Source records:
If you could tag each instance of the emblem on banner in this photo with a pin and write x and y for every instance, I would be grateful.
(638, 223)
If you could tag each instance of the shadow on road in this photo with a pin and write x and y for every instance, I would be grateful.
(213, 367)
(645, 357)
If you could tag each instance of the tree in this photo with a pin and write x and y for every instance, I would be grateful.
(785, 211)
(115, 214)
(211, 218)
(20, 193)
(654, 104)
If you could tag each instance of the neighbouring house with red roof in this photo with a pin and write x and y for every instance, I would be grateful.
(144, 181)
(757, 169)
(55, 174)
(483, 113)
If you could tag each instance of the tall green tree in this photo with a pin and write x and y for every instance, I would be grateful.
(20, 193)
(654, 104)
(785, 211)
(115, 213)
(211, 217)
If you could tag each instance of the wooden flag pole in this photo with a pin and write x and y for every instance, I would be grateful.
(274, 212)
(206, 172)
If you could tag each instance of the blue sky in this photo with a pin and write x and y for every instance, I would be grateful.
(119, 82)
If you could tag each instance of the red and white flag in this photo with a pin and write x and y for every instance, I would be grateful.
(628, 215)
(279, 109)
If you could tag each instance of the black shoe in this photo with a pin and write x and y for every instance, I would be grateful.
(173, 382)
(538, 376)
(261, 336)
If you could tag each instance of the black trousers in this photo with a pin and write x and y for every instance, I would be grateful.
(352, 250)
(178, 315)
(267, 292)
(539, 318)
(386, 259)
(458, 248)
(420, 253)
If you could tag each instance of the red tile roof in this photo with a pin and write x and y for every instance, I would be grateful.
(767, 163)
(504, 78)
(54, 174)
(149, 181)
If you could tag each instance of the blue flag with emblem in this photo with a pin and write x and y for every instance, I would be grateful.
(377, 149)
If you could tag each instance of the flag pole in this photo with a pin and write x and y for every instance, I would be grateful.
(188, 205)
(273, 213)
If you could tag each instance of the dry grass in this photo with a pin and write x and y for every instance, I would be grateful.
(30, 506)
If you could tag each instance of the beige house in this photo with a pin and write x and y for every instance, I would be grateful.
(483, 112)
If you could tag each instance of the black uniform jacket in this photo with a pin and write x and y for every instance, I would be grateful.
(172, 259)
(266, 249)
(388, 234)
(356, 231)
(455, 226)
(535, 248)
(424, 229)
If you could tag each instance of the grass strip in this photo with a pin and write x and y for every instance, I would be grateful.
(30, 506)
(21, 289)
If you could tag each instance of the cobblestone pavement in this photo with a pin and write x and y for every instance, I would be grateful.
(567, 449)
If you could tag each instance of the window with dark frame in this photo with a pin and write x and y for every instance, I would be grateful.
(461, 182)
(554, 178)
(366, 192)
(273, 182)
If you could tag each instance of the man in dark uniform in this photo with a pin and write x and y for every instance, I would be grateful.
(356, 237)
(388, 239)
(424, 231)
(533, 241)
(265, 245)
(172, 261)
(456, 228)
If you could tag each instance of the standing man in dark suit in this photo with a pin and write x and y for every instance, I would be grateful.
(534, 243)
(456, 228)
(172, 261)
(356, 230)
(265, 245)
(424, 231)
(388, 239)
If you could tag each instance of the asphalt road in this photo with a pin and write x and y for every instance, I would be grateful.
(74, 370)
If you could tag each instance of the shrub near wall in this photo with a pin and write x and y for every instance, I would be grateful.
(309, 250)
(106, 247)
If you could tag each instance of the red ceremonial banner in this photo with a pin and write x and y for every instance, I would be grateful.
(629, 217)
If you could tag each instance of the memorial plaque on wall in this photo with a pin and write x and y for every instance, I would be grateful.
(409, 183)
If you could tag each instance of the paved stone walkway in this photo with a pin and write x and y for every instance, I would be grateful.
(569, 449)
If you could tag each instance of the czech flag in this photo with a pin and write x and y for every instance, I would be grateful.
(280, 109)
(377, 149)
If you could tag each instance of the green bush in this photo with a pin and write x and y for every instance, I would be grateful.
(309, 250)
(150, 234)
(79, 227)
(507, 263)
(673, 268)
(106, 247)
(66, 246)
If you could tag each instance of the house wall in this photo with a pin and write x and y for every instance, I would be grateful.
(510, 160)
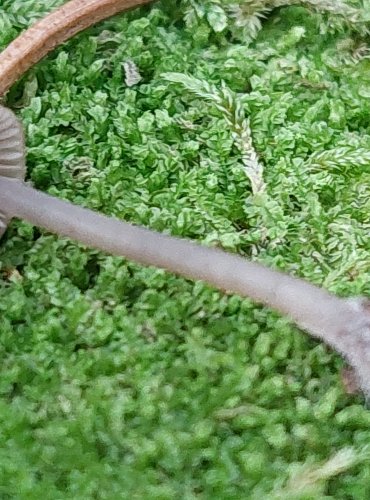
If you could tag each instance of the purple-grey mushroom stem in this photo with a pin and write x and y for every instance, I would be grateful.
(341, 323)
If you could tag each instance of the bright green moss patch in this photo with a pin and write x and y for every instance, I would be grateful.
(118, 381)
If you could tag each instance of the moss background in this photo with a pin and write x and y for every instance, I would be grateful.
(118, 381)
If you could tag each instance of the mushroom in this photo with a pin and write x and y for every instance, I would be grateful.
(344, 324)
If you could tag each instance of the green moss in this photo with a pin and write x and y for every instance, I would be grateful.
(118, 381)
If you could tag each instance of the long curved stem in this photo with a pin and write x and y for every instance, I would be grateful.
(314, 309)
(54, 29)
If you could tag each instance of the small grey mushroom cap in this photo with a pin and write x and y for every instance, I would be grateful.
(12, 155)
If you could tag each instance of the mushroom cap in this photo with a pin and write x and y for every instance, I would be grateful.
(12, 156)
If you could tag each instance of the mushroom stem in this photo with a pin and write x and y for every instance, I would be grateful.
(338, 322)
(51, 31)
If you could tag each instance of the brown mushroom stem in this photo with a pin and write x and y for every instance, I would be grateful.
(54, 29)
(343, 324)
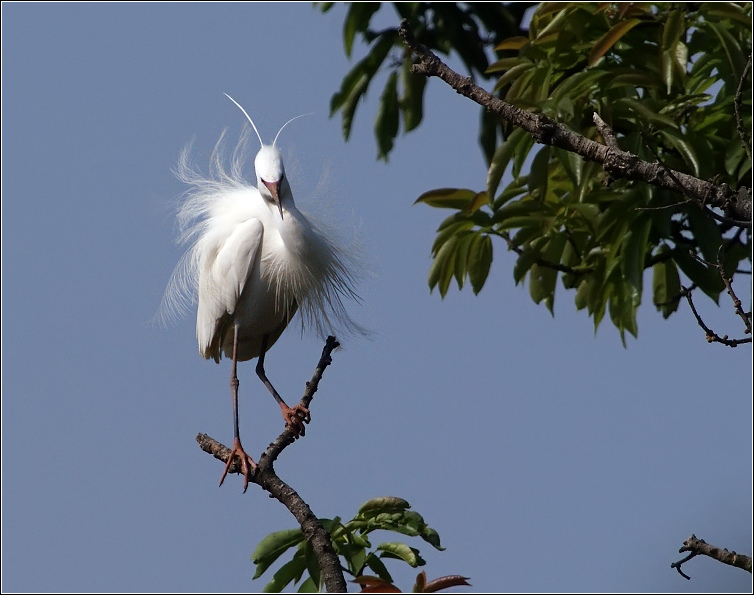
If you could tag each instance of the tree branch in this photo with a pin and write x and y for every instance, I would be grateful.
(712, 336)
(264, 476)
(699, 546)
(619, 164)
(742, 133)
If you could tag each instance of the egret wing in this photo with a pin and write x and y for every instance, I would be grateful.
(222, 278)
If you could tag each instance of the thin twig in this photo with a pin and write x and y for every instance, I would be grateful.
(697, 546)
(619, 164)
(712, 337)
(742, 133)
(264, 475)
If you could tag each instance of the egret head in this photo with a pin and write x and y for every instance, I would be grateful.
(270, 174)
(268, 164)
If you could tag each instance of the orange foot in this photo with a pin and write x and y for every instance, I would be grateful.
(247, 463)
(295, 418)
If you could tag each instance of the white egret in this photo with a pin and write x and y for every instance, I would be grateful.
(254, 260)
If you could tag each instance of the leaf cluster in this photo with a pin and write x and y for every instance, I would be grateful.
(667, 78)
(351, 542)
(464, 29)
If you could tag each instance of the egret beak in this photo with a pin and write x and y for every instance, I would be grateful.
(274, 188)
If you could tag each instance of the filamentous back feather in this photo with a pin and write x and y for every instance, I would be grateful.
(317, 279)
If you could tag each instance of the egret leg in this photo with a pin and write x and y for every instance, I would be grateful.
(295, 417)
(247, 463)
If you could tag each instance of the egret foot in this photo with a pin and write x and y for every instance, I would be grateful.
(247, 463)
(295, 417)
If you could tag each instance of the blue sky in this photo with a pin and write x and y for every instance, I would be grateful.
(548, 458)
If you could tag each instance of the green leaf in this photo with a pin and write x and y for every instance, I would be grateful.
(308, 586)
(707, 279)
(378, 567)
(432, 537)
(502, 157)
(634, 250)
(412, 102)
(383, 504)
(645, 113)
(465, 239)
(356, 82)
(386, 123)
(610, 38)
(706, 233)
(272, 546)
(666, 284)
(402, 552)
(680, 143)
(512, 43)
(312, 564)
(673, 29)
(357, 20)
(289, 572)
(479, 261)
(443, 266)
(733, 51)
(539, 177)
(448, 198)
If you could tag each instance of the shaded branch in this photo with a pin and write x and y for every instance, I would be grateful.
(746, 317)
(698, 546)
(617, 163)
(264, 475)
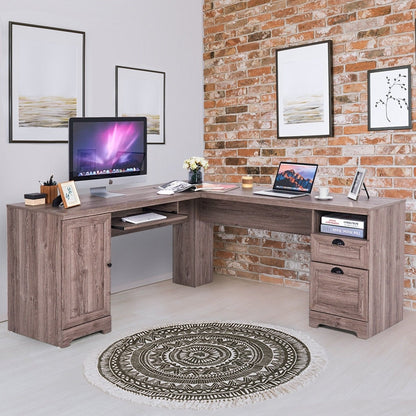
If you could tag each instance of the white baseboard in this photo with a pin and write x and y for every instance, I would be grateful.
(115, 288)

* * *

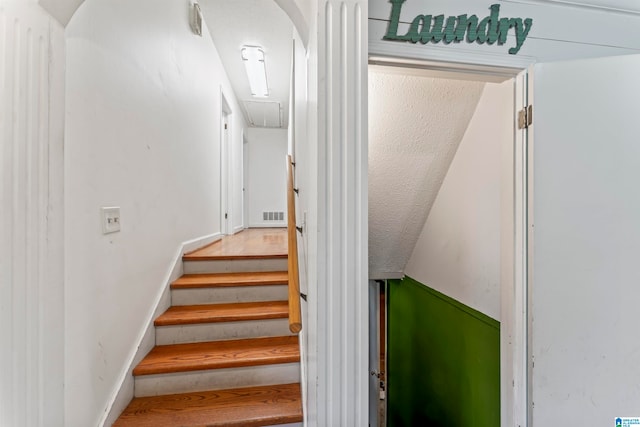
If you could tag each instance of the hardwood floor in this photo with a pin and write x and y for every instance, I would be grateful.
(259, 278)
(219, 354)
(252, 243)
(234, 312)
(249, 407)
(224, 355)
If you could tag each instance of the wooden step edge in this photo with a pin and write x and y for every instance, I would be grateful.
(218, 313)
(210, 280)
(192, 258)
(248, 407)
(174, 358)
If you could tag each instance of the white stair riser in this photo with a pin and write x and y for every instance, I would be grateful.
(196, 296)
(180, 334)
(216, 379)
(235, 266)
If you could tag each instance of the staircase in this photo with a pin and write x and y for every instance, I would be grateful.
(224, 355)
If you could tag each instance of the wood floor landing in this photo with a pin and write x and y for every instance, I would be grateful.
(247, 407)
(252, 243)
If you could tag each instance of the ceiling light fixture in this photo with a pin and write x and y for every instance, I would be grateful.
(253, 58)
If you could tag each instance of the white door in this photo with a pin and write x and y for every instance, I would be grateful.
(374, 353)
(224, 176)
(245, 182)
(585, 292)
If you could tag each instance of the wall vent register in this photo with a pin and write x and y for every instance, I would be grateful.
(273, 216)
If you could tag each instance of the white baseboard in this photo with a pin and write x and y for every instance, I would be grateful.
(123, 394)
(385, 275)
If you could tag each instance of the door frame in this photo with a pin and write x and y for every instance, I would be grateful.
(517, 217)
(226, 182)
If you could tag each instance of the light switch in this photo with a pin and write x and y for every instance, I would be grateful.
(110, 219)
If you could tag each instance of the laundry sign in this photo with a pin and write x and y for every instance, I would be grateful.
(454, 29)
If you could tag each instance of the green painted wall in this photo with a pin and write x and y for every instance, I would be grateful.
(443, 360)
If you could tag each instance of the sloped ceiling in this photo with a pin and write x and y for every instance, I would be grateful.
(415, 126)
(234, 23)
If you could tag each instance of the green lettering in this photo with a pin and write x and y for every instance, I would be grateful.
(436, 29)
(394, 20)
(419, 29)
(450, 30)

...

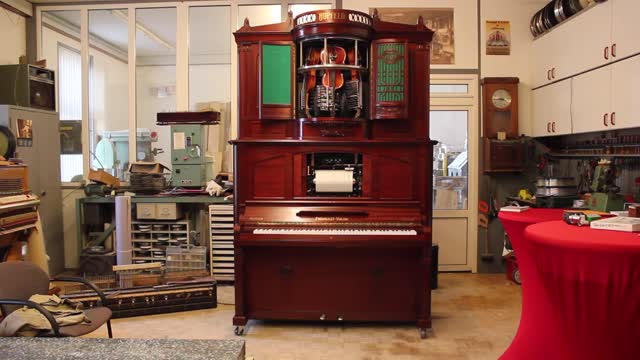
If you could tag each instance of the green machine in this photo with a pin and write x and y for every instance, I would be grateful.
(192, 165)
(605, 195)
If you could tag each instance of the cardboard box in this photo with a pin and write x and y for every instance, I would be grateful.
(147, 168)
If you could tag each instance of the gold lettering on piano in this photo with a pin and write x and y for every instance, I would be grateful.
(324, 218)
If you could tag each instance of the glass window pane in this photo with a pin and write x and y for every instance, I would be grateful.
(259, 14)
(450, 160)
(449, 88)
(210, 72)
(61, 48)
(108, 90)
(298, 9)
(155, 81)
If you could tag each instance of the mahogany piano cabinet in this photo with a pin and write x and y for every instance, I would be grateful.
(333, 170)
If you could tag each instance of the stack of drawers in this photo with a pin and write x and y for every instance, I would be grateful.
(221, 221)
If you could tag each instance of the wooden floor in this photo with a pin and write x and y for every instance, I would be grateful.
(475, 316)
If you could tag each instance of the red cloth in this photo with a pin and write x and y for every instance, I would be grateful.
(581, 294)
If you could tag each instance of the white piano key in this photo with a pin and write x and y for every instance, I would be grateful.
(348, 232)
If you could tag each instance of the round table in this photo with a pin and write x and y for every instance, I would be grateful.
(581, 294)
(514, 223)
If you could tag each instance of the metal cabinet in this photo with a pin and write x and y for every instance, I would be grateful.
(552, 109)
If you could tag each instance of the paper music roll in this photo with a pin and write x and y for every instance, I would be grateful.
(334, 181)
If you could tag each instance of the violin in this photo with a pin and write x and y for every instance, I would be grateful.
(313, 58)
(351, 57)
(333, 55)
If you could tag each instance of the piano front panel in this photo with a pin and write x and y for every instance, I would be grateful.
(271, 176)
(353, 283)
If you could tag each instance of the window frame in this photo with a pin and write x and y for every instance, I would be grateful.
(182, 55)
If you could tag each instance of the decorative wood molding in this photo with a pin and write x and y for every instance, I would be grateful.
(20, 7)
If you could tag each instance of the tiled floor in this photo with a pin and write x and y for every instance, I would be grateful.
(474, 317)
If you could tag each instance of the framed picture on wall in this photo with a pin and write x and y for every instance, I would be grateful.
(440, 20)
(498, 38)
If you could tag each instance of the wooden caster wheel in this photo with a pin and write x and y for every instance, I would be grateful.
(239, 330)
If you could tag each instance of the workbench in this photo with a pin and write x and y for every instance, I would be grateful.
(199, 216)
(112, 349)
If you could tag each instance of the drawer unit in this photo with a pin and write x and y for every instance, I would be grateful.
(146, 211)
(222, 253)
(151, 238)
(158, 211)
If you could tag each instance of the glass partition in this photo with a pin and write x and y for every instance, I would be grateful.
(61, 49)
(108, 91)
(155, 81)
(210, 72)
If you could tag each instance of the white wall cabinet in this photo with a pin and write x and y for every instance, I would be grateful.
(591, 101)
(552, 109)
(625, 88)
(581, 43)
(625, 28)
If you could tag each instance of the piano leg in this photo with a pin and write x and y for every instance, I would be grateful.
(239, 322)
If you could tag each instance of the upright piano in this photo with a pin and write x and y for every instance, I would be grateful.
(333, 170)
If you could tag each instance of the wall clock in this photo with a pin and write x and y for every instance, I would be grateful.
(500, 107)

* **Task to carry out**: Pick out every line of the data above that contains the string "leaf" and copy each of those lines in full.

* **Exercise answer**:
If you could tag each instance of the leaf cluster in this photo with a pin and write x and y for every instance, I would be grateful.
If you could tag each instance of the green leaf in this photo with a pin and write x and y for every instance, I would be grateful.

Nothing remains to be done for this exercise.